→ **Written instruction**:
Print each of the entries exactly, leaving nothing out.

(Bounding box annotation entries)
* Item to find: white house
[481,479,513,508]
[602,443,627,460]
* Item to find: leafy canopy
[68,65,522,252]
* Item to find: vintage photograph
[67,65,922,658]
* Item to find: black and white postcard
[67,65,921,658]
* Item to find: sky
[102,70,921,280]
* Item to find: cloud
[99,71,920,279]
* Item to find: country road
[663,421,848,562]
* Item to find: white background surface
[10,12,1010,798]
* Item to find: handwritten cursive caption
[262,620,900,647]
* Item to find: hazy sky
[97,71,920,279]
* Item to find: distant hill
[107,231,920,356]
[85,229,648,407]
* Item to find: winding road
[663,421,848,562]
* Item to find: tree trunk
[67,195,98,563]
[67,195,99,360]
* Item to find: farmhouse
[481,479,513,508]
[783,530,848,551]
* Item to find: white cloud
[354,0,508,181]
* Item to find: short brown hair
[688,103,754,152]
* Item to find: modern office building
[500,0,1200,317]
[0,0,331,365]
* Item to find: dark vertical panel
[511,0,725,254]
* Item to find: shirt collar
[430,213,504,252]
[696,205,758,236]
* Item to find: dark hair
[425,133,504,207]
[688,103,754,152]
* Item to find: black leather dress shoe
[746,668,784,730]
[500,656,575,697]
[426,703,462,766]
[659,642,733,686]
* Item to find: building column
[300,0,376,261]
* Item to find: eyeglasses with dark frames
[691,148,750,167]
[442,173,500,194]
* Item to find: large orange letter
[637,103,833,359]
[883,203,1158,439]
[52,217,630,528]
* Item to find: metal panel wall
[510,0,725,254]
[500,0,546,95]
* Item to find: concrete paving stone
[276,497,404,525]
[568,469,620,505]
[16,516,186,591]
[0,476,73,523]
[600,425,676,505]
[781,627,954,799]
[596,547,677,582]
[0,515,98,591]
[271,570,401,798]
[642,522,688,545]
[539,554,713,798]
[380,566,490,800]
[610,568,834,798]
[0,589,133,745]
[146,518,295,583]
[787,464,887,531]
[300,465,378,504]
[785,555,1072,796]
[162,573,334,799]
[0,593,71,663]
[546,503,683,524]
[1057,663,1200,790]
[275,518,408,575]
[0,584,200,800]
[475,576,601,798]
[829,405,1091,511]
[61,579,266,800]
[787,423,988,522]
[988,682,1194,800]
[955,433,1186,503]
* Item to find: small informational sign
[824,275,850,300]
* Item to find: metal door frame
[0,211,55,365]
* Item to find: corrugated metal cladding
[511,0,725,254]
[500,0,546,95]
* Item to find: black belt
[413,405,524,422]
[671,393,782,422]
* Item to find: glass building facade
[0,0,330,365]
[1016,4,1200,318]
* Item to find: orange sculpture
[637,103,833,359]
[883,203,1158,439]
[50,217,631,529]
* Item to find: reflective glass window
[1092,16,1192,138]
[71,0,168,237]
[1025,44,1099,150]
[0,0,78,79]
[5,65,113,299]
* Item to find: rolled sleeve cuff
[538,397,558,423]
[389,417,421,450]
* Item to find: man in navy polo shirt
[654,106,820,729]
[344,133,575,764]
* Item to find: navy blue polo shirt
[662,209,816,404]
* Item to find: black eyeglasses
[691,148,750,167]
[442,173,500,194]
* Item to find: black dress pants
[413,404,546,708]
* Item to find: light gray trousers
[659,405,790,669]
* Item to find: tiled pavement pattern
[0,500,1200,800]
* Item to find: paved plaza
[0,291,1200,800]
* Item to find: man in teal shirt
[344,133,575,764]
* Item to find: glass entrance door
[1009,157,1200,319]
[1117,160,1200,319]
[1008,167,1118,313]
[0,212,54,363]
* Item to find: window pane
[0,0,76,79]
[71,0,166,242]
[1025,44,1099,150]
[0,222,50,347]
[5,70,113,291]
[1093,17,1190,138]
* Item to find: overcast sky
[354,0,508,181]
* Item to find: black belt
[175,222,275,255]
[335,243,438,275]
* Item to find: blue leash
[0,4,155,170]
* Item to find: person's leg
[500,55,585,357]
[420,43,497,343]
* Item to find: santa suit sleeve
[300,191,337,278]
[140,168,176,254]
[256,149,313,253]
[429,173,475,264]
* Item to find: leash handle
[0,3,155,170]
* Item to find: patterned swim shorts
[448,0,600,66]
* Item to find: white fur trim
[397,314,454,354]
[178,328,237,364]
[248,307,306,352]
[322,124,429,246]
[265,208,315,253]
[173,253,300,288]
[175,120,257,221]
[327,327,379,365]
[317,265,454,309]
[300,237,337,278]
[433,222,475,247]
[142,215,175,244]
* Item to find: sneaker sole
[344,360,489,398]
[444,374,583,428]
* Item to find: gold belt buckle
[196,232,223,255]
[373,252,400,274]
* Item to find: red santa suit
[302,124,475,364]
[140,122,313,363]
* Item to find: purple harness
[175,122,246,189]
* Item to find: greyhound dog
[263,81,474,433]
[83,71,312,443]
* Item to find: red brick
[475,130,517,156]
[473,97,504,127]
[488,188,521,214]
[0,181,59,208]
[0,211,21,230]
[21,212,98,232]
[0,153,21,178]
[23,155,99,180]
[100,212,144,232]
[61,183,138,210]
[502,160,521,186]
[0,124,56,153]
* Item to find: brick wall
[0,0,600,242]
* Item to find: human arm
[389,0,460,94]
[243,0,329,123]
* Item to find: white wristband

→ **Result below**:
* Item to find: white house
[481,479,513,508]
[602,443,627,460]
* Item to find: leafy canopy
[68,65,522,252]
* Item to find: vintage photograph
[67,65,922,658]
* Item to find: black and white postcard
[67,65,921,658]
* Item to find: sky
[102,70,921,280]
* Item to find: cloud
[99,71,920,279]
* Item to find: country road
[663,421,848,562]
* Item to find: white background surface
[10,12,1010,798]
* Item to find: handwritten cursive caption
[262,620,900,647]
* Item to find: hazy sky
[97,71,920,279]
* Item to find: distant hill
[107,231,920,356]
[85,229,648,407]
* Item to find: winding road
[663,421,848,562]
* Item to find: tree trunk
[67,195,98,563]
[67,195,99,360]
* Item to find: farmhouse
[481,479,513,508]
[783,530,848,551]
* Item to find: white cloud
[354,0,508,181]
* Item to find: short brown hair
[688,103,754,152]
* Item to find: modern office building
[500,0,1200,317]
[0,0,331,365]
* Item to find: dark vertical panel
[511,0,725,254]
* Item to find: shirt collar
[430,213,504,252]
[696,205,758,236]
* Item to find: dark hair
[425,133,504,207]
[688,103,754,152]
* Item to find: black leather dress shoe
[746,668,784,730]
[500,656,575,697]
[426,703,462,766]
[659,642,733,686]
* Item to find: building column
[300,0,376,261]
* Item to find: eyeglasses with dark frames
[691,148,750,167]
[442,173,500,194]
* Item to find: large orange letter
[637,103,833,359]
[883,203,1158,439]
[52,217,630,528]
* Item to find: metal panel wall
[510,0,725,254]
[500,0,546,95]
* Item to find: concrete paving stone
[276,497,404,525]
[568,469,620,505]
[16,516,186,591]
[0,476,73,523]
[600,425,676,505]
[781,627,954,799]
[596,547,677,582]
[0,515,98,591]
[271,570,401,798]
[642,522,688,545]
[539,554,713,798]
[380,566,490,800]
[610,568,834,798]
[0,589,133,745]
[146,518,295,583]
[787,464,887,531]
[300,465,378,504]
[785,555,1072,796]
[162,573,334,799]
[0,593,71,663]
[546,503,683,524]
[1057,663,1200,790]
[275,518,408,575]
[0,584,200,800]
[475,576,601,798]
[829,405,1091,511]
[61,579,266,800]
[787,423,988,522]
[988,682,1194,800]
[955,433,1186,503]
* Item to find: small informational sign
[824,275,850,300]
* Item to find: metal door frame
[0,211,55,365]
* Item to find: corrugated metal cladding
[511,0,725,254]
[500,0,546,95]
* Item to find: black belt
[413,405,524,422]
[671,393,782,422]
* Item to find: glass building facade
[0,0,330,365]
[1016,4,1200,318]
* Item to find: orange sculpture
[637,103,833,359]
[883,203,1158,439]
[50,217,631,529]
* Item to find: reflective glass window
[1092,16,1192,138]
[71,0,168,237]
[1025,44,1099,150]
[0,0,78,79]
[5,65,113,299]
* Item to find: rolled sleeve cuff
[538,397,558,423]
[389,417,421,450]
* Item to find: man in navy polo shirt
[654,106,820,729]
[344,133,575,764]
* Item to find: navy blue polo shirt
[662,209,816,404]
* Item to find: black eyeglasses
[691,148,750,167]
[442,173,500,194]
* Item to find: black dress pants
[413,404,546,708]
* Item to find: light gray trousers
[659,405,790,669]
* Item to find: tiled pavement pattern
[0,500,1200,800]
* Item to find: paved plaza
[0,291,1200,800]
* Item to find: man in teal shirt
[344,133,575,764]
* Item to find: glass entrance door
[1009,157,1200,319]
[1117,160,1200,319]
[1008,167,1118,313]
[0,212,54,363]
* Item to find: window pane
[0,0,76,79]
[71,0,166,242]
[1025,44,1099,150]
[0,222,50,347]
[5,70,113,291]
[1093,17,1190,138]
* Item to find: overcast sky
[354,0,508,181]
* Item to find: black belt
[175,222,275,255]
[335,243,438,275]
* Item to find: blue leash
[0,4,155,170]
* Item to find: person's leg
[500,55,585,357]
[420,43,497,343]
* Item to find: santa suit sleeve
[300,191,337,278]
[140,168,176,254]
[256,149,313,253]
[429,173,475,264]
* Item to find: leash handle
[0,3,155,170]
* Item to find: patterned swim shorts
[448,0,600,66]
* Item to find: white fur trim
[397,314,454,354]
[178,328,237,364]
[248,307,306,352]
[322,124,429,246]
[265,208,315,253]
[173,253,300,288]
[175,120,257,221]
[327,327,379,365]
[317,265,454,309]
[300,237,337,278]
[433,222,475,247]
[142,215,175,244]
* Item to find: sneaker sole
[344,360,489,398]
[444,374,583,428]
* Item to find: gold belt buckle
[196,232,223,255]
[373,252,400,274]
* Item to find: red santa suit
[302,124,475,364]
[140,122,313,363]
* Item to find: purple harness
[175,122,246,189]
* Item to find: greyhound dog
[263,81,474,433]
[83,71,312,443]
* Item to find: red brick
[475,130,517,156]
[473,97,504,127]
[488,188,521,214]
[0,181,59,208]
[0,211,21,230]
[21,212,98,232]
[0,153,21,178]
[23,155,99,180]
[100,212,144,232]
[61,183,138,210]
[502,160,521,186]
[0,124,56,153]
* Item to find: brick wall
[0,0,600,242]
* Item to find: human arm
[389,0,460,94]
[243,0,329,123]
* Item to find: white wristband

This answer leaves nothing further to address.